Object position labeling entries
....
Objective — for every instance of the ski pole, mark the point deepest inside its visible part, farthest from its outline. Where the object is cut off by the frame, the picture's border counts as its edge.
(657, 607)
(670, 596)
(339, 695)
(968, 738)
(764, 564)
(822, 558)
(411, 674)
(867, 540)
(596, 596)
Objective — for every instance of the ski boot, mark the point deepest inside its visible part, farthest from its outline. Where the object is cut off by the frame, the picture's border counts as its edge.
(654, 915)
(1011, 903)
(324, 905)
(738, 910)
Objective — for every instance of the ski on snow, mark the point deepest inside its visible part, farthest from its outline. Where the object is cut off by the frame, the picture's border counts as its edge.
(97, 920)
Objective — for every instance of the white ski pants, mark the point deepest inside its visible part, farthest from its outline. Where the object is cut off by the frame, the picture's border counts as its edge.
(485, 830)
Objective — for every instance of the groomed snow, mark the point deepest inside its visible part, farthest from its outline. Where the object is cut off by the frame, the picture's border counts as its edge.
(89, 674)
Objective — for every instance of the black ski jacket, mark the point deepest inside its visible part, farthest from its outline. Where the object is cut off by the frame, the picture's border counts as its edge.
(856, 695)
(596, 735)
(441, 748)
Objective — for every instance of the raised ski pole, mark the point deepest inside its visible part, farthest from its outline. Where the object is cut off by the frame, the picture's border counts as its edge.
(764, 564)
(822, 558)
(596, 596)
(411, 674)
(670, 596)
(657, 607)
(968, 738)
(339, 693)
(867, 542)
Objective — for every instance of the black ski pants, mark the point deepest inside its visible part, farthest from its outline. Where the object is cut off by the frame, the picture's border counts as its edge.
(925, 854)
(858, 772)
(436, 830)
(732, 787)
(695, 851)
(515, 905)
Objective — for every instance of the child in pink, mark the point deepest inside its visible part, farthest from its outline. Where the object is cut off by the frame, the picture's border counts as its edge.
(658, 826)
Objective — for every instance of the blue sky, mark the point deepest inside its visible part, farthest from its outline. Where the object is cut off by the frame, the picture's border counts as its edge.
....
_Aim:_ Rewrite all of the records with "Objective" changed to "Goal" and everything else left as it is.

_Exercise answer:_
Goal — for every instance of the ski pole, mark the point deepest inside its visible part, farthest from its outline. Where the object is cut off by the frame, the picture's border counts as its edge.
(657, 607)
(670, 596)
(339, 695)
(968, 738)
(764, 564)
(822, 558)
(411, 674)
(867, 540)
(596, 596)
Goal — for every instance of the ski boot, mark the point deepest inside its visible part, farthest from its outline. Where the object is cut off by the frame, the picture's border counts as its edge.
(654, 915)
(1011, 903)
(324, 905)
(738, 910)
Goal — for every instance of the ski on snow, mark the point deepest inside its visible part, farthest from its outline. Where the object is cut off by the frame, the picture's border counts as its edge.
(97, 920)
Goal — for every instance of the white ski pants, mark the point deepest inside its visible part, farthest from its outline. Where the object is cut off by the frame, the picture's border counts as its edge.
(485, 830)
Goal — for every instance of the groomed snow, mark the point deepest inside its visible part, farthest from its outline. Where the object is cut off by the frame, the picture's border counts as its edge.
(89, 674)
Goal — for every instance of the black ski jacket, mark the point deepest inside its visible part, farthest from its outline. Where the object is cut off by the frame, the picture's border counts as its edge.
(856, 695)
(596, 735)
(441, 748)
Goal — for every instance of the raised ski pole, mark the point deepest inside its visible part, farthest from its outline. Where the object is cut off by the frame, the picture's border counts as its edge.
(764, 564)
(822, 558)
(596, 596)
(411, 674)
(670, 596)
(657, 607)
(968, 738)
(339, 693)
(867, 542)
Goal — for every instance of the black ski pants, mark the point deepest inside its visible part, farthest from its outline. Where the object is cut off by the frame, the picture's border counts as its edge.
(925, 854)
(858, 772)
(436, 830)
(732, 787)
(695, 851)
(515, 905)
Goal — for every instance of the child in pink, mark the point deepest inside its visible part, farthest from its outline. Where the object is cut off by the frame, the picture's border counts as its edge.
(658, 826)
Goal — for every instance of the blue sky, mark the point deepest inside its visible part, farthest from its outline. Where the object is cut off by the frame, the picture's border counts as its edge.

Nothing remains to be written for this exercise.